# Problem statement:
Reproduce the following items verbatim.

# Input records:
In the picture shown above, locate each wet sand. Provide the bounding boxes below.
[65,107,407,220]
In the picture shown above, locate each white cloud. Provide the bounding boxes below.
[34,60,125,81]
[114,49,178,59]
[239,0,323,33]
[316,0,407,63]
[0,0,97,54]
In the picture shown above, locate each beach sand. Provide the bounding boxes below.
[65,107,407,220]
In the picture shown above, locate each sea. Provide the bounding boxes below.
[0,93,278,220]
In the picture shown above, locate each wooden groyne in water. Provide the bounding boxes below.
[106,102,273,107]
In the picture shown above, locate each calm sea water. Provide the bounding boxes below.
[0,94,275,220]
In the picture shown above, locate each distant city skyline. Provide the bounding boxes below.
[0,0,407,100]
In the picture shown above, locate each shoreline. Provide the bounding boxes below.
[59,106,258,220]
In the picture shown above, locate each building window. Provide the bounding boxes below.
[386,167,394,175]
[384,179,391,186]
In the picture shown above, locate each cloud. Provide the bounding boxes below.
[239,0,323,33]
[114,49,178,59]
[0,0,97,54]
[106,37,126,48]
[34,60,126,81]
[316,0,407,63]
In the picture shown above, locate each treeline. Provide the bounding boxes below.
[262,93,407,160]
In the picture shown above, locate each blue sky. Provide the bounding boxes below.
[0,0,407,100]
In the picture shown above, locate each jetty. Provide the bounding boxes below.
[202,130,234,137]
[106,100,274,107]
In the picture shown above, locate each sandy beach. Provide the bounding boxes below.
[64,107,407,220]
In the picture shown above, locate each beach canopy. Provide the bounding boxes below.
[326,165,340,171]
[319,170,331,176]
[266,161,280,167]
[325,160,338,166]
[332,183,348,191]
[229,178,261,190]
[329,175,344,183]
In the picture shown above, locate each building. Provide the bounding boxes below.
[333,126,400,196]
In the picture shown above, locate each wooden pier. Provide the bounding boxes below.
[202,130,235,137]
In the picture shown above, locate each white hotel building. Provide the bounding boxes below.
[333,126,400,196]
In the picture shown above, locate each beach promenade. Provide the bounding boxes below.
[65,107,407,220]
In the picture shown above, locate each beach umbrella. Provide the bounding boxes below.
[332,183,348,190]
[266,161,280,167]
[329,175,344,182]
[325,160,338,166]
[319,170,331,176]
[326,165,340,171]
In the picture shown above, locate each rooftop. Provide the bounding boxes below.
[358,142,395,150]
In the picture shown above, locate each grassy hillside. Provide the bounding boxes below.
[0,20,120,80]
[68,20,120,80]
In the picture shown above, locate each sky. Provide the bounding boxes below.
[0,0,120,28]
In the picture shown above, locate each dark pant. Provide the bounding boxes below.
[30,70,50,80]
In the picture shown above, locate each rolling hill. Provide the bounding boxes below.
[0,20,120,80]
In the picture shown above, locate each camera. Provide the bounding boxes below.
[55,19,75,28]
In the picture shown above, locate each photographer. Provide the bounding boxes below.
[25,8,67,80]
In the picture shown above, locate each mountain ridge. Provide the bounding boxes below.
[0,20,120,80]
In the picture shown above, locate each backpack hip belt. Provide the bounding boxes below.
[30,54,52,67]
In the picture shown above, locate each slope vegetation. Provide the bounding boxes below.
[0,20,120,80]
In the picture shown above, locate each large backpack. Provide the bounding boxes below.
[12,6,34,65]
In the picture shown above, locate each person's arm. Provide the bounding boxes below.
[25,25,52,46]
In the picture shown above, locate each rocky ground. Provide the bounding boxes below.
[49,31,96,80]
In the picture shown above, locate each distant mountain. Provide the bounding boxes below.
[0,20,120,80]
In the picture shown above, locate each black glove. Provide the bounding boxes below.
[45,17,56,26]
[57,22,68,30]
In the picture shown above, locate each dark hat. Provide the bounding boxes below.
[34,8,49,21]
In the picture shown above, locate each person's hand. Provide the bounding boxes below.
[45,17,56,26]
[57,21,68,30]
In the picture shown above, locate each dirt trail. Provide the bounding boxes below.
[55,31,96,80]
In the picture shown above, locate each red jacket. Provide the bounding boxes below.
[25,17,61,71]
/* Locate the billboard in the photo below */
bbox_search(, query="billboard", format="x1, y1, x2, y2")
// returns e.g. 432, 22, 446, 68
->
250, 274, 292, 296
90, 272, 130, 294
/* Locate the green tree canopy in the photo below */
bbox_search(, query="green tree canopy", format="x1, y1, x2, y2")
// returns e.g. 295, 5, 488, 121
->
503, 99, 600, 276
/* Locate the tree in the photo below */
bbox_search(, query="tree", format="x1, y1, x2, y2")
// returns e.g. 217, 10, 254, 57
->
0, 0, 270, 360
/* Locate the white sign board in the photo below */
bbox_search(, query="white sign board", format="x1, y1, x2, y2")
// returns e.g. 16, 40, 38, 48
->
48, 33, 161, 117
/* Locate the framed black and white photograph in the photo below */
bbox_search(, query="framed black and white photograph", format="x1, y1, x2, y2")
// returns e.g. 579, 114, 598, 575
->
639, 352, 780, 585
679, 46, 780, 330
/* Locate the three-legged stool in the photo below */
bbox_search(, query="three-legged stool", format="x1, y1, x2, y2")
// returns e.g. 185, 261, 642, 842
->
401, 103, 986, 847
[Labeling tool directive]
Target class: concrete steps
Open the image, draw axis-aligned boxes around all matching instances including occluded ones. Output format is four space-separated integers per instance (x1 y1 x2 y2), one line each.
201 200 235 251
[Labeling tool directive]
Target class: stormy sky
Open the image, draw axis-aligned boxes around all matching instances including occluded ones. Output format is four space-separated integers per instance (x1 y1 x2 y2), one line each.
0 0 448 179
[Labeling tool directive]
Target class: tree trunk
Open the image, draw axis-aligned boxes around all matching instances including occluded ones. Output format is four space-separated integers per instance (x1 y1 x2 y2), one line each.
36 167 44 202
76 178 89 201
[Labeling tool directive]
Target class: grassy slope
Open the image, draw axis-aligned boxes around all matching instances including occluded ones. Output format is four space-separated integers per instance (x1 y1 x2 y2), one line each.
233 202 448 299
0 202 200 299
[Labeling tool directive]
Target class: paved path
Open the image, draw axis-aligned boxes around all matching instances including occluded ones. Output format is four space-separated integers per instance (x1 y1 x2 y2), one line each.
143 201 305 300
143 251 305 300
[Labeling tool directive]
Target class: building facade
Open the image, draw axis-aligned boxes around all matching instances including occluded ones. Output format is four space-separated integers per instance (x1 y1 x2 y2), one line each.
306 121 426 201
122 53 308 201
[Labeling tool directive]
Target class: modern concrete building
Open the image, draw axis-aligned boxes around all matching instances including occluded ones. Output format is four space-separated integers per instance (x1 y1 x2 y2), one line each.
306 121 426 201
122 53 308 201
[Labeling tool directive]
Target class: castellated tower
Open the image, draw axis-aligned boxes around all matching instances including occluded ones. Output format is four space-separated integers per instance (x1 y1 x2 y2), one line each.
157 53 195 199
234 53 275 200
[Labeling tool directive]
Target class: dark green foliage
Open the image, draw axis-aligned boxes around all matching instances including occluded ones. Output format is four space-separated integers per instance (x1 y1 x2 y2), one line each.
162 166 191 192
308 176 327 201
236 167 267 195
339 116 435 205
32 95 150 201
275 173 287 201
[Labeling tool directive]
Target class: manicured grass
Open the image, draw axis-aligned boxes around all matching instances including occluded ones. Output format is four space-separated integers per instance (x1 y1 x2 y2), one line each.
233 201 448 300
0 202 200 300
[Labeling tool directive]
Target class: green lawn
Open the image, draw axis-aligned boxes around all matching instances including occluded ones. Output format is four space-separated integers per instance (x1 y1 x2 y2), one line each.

# Task response:
In the picture shown above, locate each wet sand. Provide the bounding boxes below.
[65,107,407,220]
In the picture shown above, locate each white cloud. Provide the bounding boxes below.
[34,60,125,81]
[114,49,178,59]
[239,0,323,33]
[316,0,407,63]
[0,0,97,54]
In the picture shown above, locate each beach sand. Provide the bounding boxes below.
[65,107,407,220]
In the picture shown above, locate each sea. Provide the bounding boxes below.
[0,93,278,220]
In the picture shown above, locate each wooden groyne in water. Provide the bounding boxes below.
[106,102,273,107]
In the picture shown above, locate each calm sea water. Provide the bounding boxes below.
[0,94,275,220]
In the picture shown above, locate each distant city skyline. Provide the bounding boxes below.
[0,0,407,100]
In the picture shown above, locate each shoreline. Provide the bounding boxes below.
[59,106,258,220]
In the picture shown above, locate each building window. Provide the bounding boxes below.
[386,167,394,175]
[384,179,391,186]
In the picture shown above, locate each cloud. Provide the bounding boxes below.
[239,0,323,33]
[114,49,178,59]
[0,0,97,54]
[106,37,126,48]
[34,60,126,81]
[316,0,407,63]
In the picture shown above, locate each treeline. Provide the bounding boxes below.
[262,93,407,160]
In the picture shown above, locate each blue sky. Provide the bounding boxes below.
[0,0,407,100]
In the picture shown above, locate each jetty. Provide the bounding boxes below.
[202,130,234,137]
[106,100,274,107]
In the picture shown above, locate each sandy beach. Provide the bounding boxes below.
[64,107,407,220]
In the picture shown above, locate each beach canopy. Provide the bounding boxes below.
[326,165,340,171]
[319,170,331,176]
[266,161,280,167]
[325,160,338,166]
[332,183,348,191]
[229,178,261,190]
[329,175,344,183]
In the picture shown above, locate each building. Provide the bounding boxes below.
[333,126,400,196]
In the picture shown above, locate each wooden pier. Provide the bounding boxes below.
[202,130,235,137]
In the picture shown above, locate each white hotel building. Provide the bounding boxes below.
[333,126,400,196]
In the picture shown above, locate each beach promenade. Provide the bounding boxes below.
[65,107,407,220]
In the picture shown above, locate each beach umbrella. Provide the bounding boxes below.
[332,183,348,190]
[266,161,280,167]
[329,175,344,182]
[325,160,338,166]
[319,170,331,176]
[326,165,340,171]
In the picture shown above, locate each rooftop. Provide the bounding boxes below.
[358,142,395,150]
In the picture shown above, locate each grassy hillside. Provide the bounding boxes below.
[0,20,120,80]
[68,20,120,80]
In the picture shown above, locate each sky. Provide the bounding boxes below.
[0,0,120,28]
In the picture shown above, locate each dark pant. Provide the bounding boxes below.
[30,70,50,80]
In the picture shown above, locate each rolling hill. Provide the bounding boxes below.
[0,20,120,80]
In the picture shown above, locate each camera. Provide the bounding boxes below.
[55,19,75,28]
In the picture shown above, locate each photographer. Provide the bounding boxes below.
[25,8,67,80]
In the picture shown above, locate each mountain ridge. Provide the bounding boxes below.
[0,20,120,80]
In the picture shown above, locate each backpack hip belt. Provide the bounding boxes below.
[30,54,52,67]
In the picture shown above, locate each slope vegetation. Provide the bounding boxes below.
[0,20,120,80]
In the picture shown above, locate each large backpack. Provide the bounding boxes below.
[12,6,34,65]
In the picture shown above, locate each person's arm. Provide the bounding boxes below.
[25,25,52,46]
In the picture shown above, locate each rocky ground. Provide the bounding boxes below.
[49,31,96,80]
In the picture shown above, locate each distant mountain. Provide the bounding boxes below.
[0,20,120,80]
In the picture shown above, locate each black glove. Provide the bounding boxes below.
[45,17,56,26]
[57,22,68,30]
In the picture shown above, locate each dark hat. Provide the bounding boxes below.
[34,8,49,21]
In the picture shown above, locate each person's hand. Provide the bounding boxes below.
[45,17,56,26]
[57,21,68,30]
In the picture shown above, locate each dirt trail. Provide the bounding boxes below.
[55,31,96,80]
In the picture shown above, locate each red jacket. Provide the bounding boxes below.
[25,17,61,71]
/* Locate the billboard in the photo below */
bbox_search(, query="billboard", format="x1, y1, x2, y2")
// returns e.g. 432, 22, 446, 68
->
250, 274, 292, 296
90, 272, 130, 294
/* Locate the green tree canopy in the photo below */
bbox_search(, query="green tree canopy", format="x1, y1, x2, y2")
// returns e.g. 295, 5, 488, 121
->
503, 99, 600, 276
/* Locate the tree in the photo below */
bbox_search(, query="tree", format="x1, y1, x2, y2")
// returns e.g. 217, 10, 254, 57
->
0, 0, 270, 360
/* Locate the white sign board in the photo below */
bbox_search(, query="white sign board", format="x1, y1, x2, y2")
// returns e.g. 16, 40, 38, 48
->
48, 33, 161, 117
/* Locate the framed black and white photograph in the photo below */
bbox_search(, query="framed black and white photograph", format="x1, y1, x2, y2")
// returns e.g. 579, 114, 598, 575
->
639, 352, 780, 585
679, 46, 780, 330
/* Locate the three-legged stool in the photo below */
bbox_search(, query="three-legged stool", format="x1, y1, x2, y2")
// returns e.g. 185, 261, 642, 842
->
401, 103, 986, 847
[Labeling tool directive]
Target class: concrete steps
Open the image, draw axis-aligned boxes around all matching instances including occluded ones. Output format is four space-separated integers per instance (x1 y1 x2 y2), one line each.
201 200 235 251
[Labeling tool directive]
Target class: stormy sky
Open the image, draw axis-aligned boxes around all matching instances including occluded ones. Output format is four space-separated integers per instance (x1 y1 x2 y2), one line each.
0 0 448 179
[Labeling tool directive]
Target class: tree trunk
Open the image, draw axis-aligned boxes around all matching instances including occluded ones. Output format is four space-separated integers per instance (x1 y1 x2 y2), one line each.
36 167 44 202
76 178 89 201
[Labeling tool directive]
Target class: grassy slope
Open the image, draw axis-aligned boxes around all matching instances including occluded ones. Output format is four space-separated integers per instance (x1 y1 x2 y2), one line each.
233 202 448 299
0 202 200 299
[Labeling tool directive]
Target class: paved path
Open the image, draw axis-aligned boxes around all matching instances including occluded ones. Output format is four space-separated integers per instance (x1 y1 x2 y2), one line each.
143 201 305 300
143 251 305 300
[Labeling tool directive]
Target class: building facade
Open the image, draw axis-aligned boxes around all matching instances including occluded ones. Output format is four space-separated integers per instance (x1 y1 x2 y2), one line each.
306 121 426 201
122 53 308 201
[Labeling tool directive]
Target class: modern concrete building
Open the image, draw axis-aligned boxes around all matching instances including occluded ones. Output format is four space-separated integers per instance (x1 y1 x2 y2), one line each.
306 121 426 201
122 53 308 201
[Labeling tool directive]
Target class: castellated tower
Open the image, draw axis-aligned boxes around all matching instances including occluded ones. Output format is four space-separated integers per instance (x1 y1 x2 y2), one line each.
157 53 195 199
234 53 275 200
[Labeling tool directive]
Target class: dark green foliage
Open the image, draw axis-aligned boxes around all matching instances including occluded ones. Output format is four space-separated integers per instance (x1 y1 x2 y2), one line each.
162 166 191 192
308 176 327 201
236 167 267 195
339 116 435 205
32 95 150 201
275 173 287 201
[Labeling tool directive]
Target class: manicured grass
Open the image, draw axis-aligned boxes around all matching instances including occluded ones. Output format is four space-separated integers per instance (x1 y1 x2 y2), one line each.
233 201 448 300
0 202 200 300
[Labeling tool directive]
Target class: green lawn
Open the image, draw axis-aligned boxes around all matching instances including occluded ones. Output format is four space-separated integers per instance (x1 y1 x2 y2), one line each.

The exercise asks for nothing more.